■ **Petunjuk Latihan**
a) Terjemahkan ke dalam bahasa Inggris kalimat "Sebenarnya BPA bukanlah barang baru." dari teks tentang BPA pada botol susu.
b) Salin lagi bagian teks tentang BPA pada botol susu dari "Kejadian tak disengaja" sampai "BPA yang dikeluarkan.", dan tukar kata "BPA" dengan "bisphenol A".
c) Teruskan teks tentang BPA pada botol susu setelah kalimat terakhirnya.

── Teks Latihan ──

[dropcap style=”font-size: 60px; color: #83D358;”]B[/dropcap]otol susu bisa jadi piranti terpenting bagi bayi saat ibundanya tak bisa memberi ASI secara langsung, misalnya saat ibu bekerja atau bila bayi terpaksa minum susu formula. Hampir semua botol susu menggunakan polikarbonat yang ternyata ditengarai mengandung zat berbahaya.
Zat itu bernama BPA
Polycarbonate adalah bahan plastik yang sering dipakai untuk peralatan makan dan minum bayi, terutama botol susu. Policarbonate mengandung suatu zat disebut bisphenol A (BPA) yang ternyata –lewat serangkaian penelitian hewan- memiliki sifat akumulatif dan racun terhadap tubuh.
Sebenarnya BPA bukanlah barang baru. Tahun 1936, BPA sudah ditemukan oleh peneliti inggris namun belumlah “popular” karena masih jarang ditemukan di benda-benda plastik dan belum banyak dipakai untuk wadah makanan. Baru tahun 1993, Aruna V. Khrisnan dan David Feldman dari Stanford University school of medicine secara tak sengaja menemukan hal aneh. Piranti laboratorium yang mereka gunakan saat meneliti sel ragi mengeluarkan zat seperti estrogen setiap kali disterilkan. Ujungnya, barulah diketahui, piranti itu terbuat dari polikarbonat dan zat yang dikeluarkannya adalah BPA.
Kejadian tak disengaja itu mungkin suatu awal, karena saat ini banyak wadah makanan mengandung polikarbonat, yang artinya, BPA telah menjadi problema tersendiri. Botol susu, misalnya, ketika baru dipakai, sudah bisa mengeluarkan BPA saat dipanaskan dengan air 900C meski jumlahnya masih sangat kecil. Apalagi, botol susu yang sudah banyak tergores, bisa mengeluarkan BPA hingga 10-28 kali lipatnya. Makin dingin air yang dicampurkan, makin kecil kandungan BPA yang dikeluarkan.

───
── Bahan Latihan ──

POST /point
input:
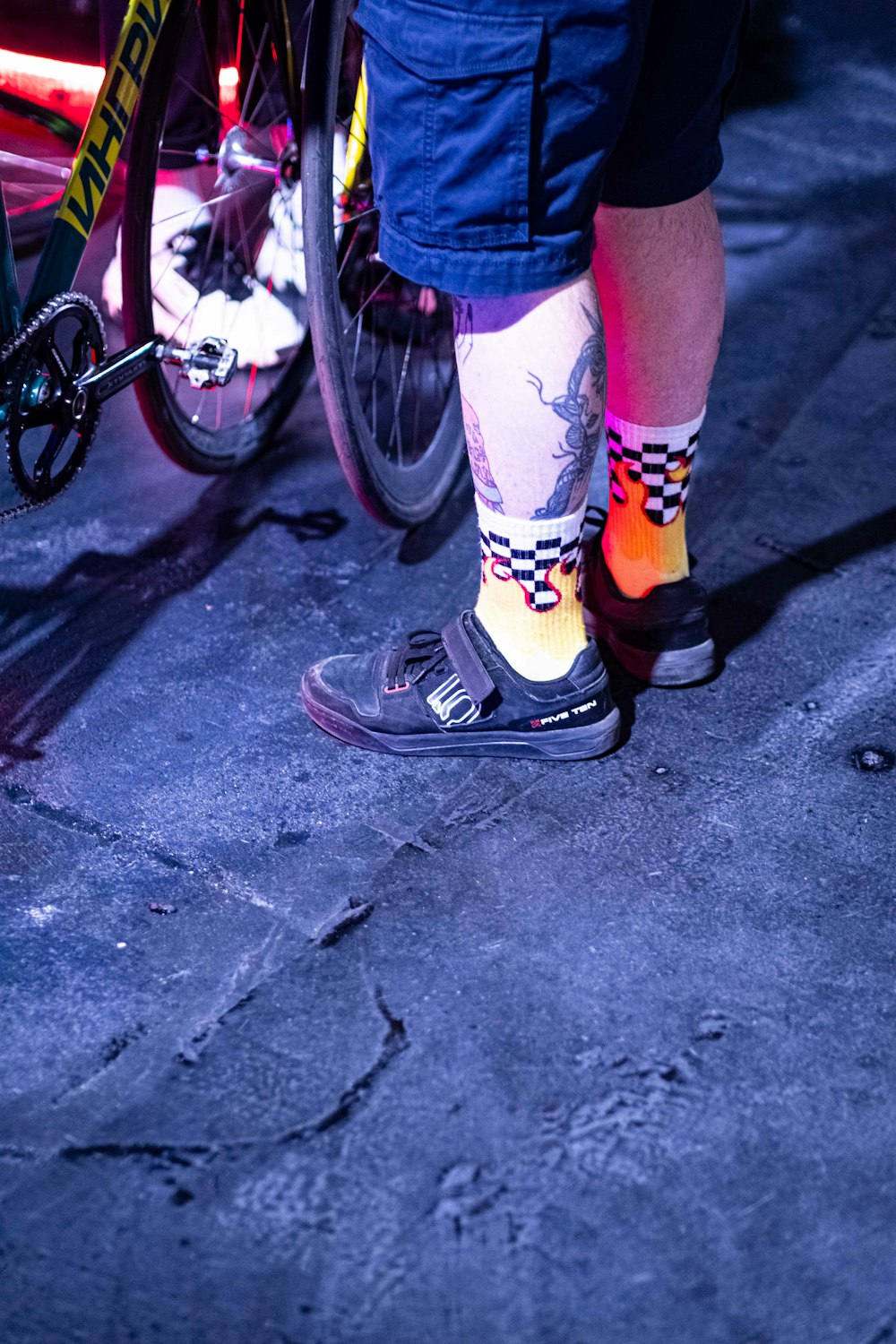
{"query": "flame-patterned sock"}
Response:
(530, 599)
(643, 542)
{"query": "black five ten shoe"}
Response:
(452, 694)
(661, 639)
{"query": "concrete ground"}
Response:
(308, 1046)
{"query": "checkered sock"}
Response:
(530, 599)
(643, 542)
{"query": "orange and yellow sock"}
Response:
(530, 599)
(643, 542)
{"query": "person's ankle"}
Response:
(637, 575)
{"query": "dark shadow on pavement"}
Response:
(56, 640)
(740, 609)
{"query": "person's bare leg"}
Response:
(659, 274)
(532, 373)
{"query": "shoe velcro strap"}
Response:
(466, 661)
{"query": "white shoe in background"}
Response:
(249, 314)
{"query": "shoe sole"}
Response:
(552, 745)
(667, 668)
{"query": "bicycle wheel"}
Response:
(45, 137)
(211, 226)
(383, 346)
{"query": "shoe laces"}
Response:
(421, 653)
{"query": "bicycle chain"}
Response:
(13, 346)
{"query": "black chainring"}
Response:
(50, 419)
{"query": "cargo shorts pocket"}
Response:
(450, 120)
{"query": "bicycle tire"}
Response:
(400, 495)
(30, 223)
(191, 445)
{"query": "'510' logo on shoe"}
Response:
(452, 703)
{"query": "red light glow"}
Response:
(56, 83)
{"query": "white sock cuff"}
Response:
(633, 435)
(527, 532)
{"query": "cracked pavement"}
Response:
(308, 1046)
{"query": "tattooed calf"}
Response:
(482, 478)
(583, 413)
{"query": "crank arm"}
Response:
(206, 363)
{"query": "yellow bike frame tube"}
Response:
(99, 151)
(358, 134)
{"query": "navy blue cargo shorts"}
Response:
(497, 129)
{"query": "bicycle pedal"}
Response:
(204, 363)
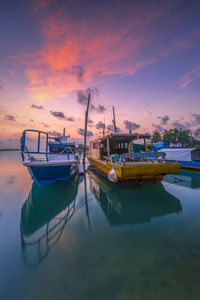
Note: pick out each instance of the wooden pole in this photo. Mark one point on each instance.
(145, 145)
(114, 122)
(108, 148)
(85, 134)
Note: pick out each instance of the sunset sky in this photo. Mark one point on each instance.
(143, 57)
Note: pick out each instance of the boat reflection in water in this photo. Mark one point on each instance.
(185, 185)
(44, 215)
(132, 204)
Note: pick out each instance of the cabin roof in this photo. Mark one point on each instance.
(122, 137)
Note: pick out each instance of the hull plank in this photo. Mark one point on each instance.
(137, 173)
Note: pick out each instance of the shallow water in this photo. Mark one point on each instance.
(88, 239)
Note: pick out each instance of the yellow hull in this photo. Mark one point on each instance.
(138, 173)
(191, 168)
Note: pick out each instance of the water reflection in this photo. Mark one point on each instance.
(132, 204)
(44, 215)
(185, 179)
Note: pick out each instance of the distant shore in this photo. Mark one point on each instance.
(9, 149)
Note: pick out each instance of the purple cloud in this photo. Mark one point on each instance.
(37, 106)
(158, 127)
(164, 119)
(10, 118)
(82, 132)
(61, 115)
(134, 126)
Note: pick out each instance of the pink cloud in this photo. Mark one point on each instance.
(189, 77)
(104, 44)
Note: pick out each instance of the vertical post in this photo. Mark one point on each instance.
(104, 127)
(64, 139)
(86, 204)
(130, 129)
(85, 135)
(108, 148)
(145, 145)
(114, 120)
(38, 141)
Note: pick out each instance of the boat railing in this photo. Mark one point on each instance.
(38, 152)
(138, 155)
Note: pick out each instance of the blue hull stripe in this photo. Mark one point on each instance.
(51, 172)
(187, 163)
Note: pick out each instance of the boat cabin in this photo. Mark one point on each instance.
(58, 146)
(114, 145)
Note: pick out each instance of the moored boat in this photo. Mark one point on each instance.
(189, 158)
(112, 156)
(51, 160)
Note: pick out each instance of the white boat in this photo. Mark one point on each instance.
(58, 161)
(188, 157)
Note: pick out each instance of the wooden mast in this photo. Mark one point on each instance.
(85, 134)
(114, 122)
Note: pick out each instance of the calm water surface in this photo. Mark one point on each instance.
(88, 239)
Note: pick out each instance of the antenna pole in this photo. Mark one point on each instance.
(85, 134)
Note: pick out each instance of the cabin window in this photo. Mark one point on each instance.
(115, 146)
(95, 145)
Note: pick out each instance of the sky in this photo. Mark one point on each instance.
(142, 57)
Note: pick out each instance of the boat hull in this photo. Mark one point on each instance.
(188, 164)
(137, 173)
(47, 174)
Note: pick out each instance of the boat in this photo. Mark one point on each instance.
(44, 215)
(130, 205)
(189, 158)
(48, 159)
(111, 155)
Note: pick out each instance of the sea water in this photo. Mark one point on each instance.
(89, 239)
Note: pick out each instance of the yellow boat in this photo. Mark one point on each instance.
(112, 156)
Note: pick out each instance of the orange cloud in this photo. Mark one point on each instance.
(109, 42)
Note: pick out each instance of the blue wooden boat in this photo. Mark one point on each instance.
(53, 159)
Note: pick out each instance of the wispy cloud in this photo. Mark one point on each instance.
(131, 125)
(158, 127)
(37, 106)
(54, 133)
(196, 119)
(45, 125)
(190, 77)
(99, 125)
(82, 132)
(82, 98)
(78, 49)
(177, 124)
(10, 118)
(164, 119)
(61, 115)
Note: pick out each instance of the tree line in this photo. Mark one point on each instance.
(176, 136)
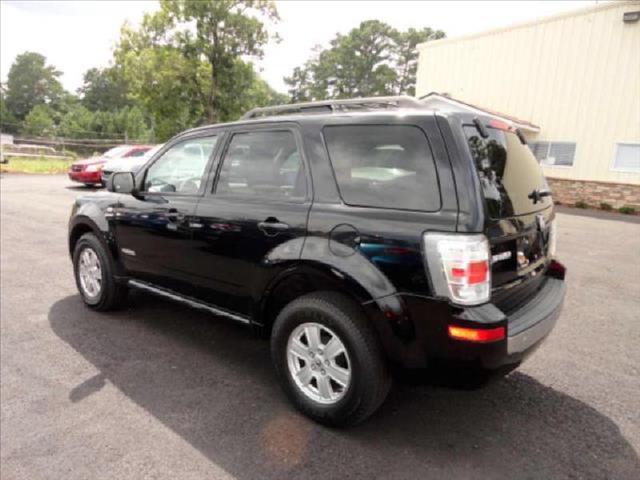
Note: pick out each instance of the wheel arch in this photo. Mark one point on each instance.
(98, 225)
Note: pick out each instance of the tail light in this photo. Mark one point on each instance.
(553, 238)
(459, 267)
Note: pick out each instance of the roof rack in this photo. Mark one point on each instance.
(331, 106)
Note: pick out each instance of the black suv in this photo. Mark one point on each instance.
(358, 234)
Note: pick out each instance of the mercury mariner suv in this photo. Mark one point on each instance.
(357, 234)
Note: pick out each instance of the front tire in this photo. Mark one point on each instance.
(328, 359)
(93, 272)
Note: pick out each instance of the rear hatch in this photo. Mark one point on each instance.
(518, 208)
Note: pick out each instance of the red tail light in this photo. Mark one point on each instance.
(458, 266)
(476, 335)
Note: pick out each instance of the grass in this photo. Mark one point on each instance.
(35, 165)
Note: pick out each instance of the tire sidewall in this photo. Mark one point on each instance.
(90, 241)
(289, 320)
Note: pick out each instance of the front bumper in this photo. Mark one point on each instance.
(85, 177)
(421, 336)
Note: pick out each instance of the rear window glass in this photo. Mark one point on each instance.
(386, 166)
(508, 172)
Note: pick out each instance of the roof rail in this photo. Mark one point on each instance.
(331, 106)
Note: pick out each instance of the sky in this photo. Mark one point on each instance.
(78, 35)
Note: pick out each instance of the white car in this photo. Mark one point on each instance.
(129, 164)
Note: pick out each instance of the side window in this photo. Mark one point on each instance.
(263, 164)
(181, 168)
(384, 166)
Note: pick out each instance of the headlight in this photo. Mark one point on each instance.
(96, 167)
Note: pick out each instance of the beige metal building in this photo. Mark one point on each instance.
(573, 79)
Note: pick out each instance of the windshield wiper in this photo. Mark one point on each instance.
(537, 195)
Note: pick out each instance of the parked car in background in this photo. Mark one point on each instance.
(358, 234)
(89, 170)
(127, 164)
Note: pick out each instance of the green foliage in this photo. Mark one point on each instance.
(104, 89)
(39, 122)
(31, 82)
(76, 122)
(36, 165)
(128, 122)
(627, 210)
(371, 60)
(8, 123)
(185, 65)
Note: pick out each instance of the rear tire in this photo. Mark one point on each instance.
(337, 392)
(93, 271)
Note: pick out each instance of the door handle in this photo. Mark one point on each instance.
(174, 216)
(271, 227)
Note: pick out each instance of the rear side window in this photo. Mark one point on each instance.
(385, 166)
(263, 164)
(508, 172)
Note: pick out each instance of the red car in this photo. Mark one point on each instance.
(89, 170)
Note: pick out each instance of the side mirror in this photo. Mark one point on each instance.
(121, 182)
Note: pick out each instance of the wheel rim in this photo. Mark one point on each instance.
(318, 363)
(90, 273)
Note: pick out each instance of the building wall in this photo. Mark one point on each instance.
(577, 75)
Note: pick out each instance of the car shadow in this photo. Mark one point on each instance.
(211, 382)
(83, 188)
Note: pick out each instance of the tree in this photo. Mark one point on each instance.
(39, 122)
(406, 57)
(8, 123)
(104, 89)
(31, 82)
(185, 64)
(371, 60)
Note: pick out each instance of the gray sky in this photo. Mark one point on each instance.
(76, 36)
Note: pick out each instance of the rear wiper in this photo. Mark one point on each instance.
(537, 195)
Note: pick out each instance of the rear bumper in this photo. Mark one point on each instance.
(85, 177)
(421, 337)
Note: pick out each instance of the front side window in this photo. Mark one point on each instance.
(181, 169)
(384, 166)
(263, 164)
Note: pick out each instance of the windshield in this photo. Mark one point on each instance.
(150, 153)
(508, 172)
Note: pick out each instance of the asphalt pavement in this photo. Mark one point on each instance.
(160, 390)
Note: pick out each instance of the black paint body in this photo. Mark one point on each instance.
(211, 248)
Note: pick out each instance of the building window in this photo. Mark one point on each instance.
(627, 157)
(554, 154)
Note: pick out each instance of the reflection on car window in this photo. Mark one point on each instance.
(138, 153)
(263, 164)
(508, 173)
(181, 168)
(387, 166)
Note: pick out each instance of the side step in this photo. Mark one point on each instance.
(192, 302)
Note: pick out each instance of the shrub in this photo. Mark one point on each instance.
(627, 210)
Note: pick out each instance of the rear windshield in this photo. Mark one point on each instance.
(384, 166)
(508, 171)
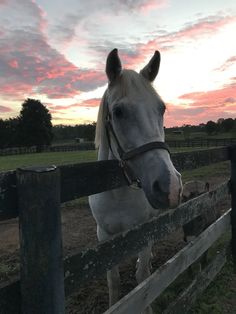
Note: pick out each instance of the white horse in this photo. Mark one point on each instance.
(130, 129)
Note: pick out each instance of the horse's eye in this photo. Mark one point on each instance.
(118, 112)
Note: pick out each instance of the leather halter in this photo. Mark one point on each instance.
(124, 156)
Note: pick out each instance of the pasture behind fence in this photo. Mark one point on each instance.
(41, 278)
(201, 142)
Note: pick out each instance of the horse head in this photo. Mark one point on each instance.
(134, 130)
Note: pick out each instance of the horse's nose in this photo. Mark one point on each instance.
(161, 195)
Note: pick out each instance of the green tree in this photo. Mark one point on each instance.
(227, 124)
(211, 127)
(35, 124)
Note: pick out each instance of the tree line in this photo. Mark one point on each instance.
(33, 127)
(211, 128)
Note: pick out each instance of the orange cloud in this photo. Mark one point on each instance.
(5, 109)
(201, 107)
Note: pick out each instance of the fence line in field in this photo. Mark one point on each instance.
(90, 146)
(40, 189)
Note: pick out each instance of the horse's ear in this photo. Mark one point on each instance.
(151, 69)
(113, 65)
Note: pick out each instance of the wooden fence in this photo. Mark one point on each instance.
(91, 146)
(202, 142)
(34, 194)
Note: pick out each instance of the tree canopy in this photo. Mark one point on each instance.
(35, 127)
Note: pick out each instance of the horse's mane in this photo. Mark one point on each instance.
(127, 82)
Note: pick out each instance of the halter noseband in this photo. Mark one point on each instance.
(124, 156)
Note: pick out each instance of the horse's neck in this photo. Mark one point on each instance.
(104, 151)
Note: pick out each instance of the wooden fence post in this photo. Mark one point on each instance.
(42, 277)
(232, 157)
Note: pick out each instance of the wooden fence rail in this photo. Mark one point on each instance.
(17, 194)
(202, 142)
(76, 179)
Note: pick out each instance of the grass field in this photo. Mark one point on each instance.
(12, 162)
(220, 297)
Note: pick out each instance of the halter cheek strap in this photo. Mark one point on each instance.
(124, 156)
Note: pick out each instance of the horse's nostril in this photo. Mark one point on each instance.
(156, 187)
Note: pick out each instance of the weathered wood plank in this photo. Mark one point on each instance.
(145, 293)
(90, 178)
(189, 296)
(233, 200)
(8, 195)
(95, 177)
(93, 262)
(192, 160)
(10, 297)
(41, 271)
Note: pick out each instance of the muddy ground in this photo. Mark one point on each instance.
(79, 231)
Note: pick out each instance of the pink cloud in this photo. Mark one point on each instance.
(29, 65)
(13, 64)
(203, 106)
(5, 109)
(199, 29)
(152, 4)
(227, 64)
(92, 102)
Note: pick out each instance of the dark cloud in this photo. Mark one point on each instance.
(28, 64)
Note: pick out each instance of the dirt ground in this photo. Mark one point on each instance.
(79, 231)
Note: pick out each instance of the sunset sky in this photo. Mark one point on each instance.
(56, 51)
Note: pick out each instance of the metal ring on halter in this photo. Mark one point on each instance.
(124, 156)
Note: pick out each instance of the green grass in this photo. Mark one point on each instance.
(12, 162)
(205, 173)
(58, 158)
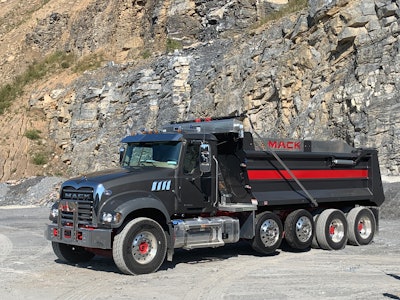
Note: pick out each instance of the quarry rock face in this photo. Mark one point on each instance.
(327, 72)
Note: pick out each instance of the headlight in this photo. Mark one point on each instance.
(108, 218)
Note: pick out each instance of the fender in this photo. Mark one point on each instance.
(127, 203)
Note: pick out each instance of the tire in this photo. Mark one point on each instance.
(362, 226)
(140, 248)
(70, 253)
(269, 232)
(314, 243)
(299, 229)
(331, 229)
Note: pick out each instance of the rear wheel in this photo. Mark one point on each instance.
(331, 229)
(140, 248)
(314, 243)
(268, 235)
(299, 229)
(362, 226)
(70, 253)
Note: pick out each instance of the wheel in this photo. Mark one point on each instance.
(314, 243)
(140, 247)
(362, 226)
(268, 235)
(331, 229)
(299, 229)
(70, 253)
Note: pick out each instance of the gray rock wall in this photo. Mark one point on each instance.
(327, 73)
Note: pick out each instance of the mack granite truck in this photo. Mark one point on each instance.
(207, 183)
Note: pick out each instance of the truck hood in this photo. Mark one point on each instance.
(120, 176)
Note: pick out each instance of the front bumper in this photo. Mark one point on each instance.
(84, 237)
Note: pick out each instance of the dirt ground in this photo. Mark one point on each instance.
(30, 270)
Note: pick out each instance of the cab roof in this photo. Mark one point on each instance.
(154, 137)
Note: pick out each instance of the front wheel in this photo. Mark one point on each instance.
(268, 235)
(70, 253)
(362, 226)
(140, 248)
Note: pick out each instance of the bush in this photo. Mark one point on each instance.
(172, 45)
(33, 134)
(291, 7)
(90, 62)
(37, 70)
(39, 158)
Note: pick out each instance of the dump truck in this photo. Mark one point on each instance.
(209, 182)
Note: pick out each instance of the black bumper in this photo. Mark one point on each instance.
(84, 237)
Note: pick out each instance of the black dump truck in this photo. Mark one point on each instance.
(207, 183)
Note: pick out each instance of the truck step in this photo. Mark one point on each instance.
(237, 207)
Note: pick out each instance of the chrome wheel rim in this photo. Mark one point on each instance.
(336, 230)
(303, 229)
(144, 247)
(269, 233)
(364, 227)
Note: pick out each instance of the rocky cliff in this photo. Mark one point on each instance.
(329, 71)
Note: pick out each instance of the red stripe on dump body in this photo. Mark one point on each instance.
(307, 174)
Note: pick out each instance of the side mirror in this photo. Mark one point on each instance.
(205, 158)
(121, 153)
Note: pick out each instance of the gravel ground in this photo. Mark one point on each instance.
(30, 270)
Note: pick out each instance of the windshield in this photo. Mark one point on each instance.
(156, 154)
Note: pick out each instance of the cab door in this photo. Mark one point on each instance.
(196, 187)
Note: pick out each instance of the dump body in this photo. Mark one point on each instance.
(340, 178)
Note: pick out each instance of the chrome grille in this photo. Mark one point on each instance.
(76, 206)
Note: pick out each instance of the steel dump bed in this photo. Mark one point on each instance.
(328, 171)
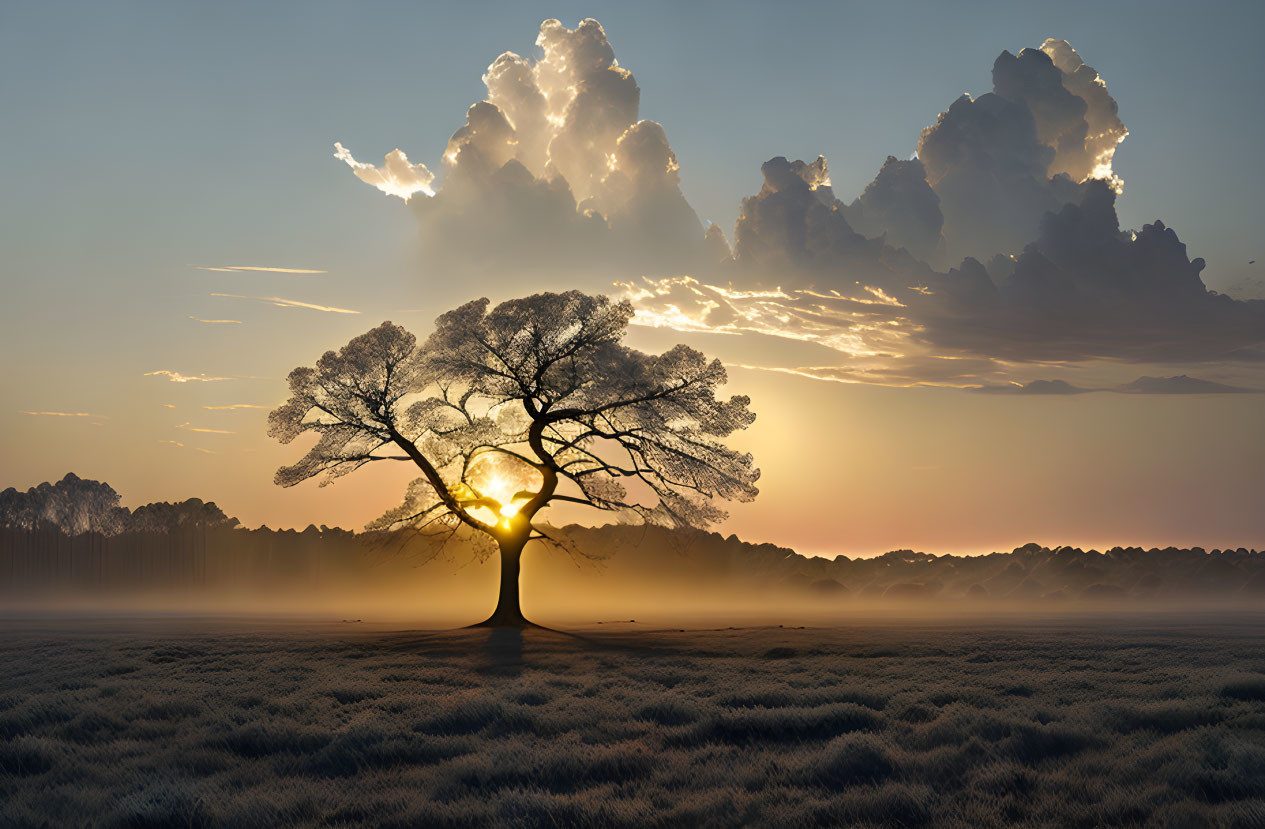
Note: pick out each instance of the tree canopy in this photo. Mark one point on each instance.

───

■ **Hasil Latihan**
a) Actually, BPA is nothing new.

b)
Kejadian tak disengaja itu mungkin suatu awal, karena saat ini banyak wadah makanan mengandung polikarbonat, yang artinya, bisphenol A telah menjadi problema tersendiri. Botol susu, misalnya, ketika baru dipakai, sudah bisa mengeluarkan bisphenol A saat dipanaskan dengan air 900C meski jumlahnya masih sangat kecil. Apalagi, botol susu yang sudah banyak tergores, bisa mengeluarkan bisphenol A hingga 10-28 kali lipatnya. Makin dingin air yang dicampurkan, makin kecil kandungan bisphenol A yang dikeluarkan.

c)
Efek BPA
Profesor Fred Vom Saal, seorang peneliti senior di Missouri-Columbia University menemukan zat kimia ini –meski pada dosis kecil- berkaitan dengan berbagai gangguan seperti Attention Deficit Hyperactivity Disorder, gangguan sperma, hingga penyakit parkinson. Menurut beliau, bila dikonsumsi saat periode tumbuh kembang, zat ini dapat mempengaruhi produksi dopamin otak secara permanen yang bila kekurangan atau berlebihan dapat menyebabkan penyakit. Selain itu, zat ini juga mengganggu perkembangan saluran kemih dan tiroid. Ini juga didukung dengan penelitian di jepang, negara dengan produksi BPA tinggi. Bahkan, BPA sudah dapat diserap lewat plasenta sehingga telah menimbulkan efek saat di kandungan.
Semua efek BPA salah satunya disebabkan BPA mengganggu proses yang berkaitan dengan hormon, khususnya hormon estrogen. “Efek ini bahkan sudah terlihat pada dosis yang rendah, untuk amannya, batas aman haruslah 1000 kali lebih rendah dari dosis yang bisa menimbulkan efek samping” jelas Profesor Freed Vom Saal. US environmental protection agency menetapkan batas aman BPA adalah 0.05 mg/kgbb/hari.
Mengganti dengan zat lebih aman
Meskipun penelitian kebanyakan masih dilakukan pada hewan, beberapa badan dunia seperti WWF mengkampanyekan bahaya zat ini bila dikonsumsi berlebihan pada manusia. Untungnya teknologi telah memungkinkan mencari alternatif plastik yang bebas BPA, apalagi untuk wadah makanan yang tiap hari akan digunakan seperti botol susu. Salah satu zat yang digunakan adalah PES (polyether Sulfone), sejenis polimer yang transparan, tahan terhadap pemanasan, dan juga tak mengandung BPA. Botol PES saat inni bahkan telah menjadi standar baru di Eropa, USA, Jepang, Korea, dan Taiwan.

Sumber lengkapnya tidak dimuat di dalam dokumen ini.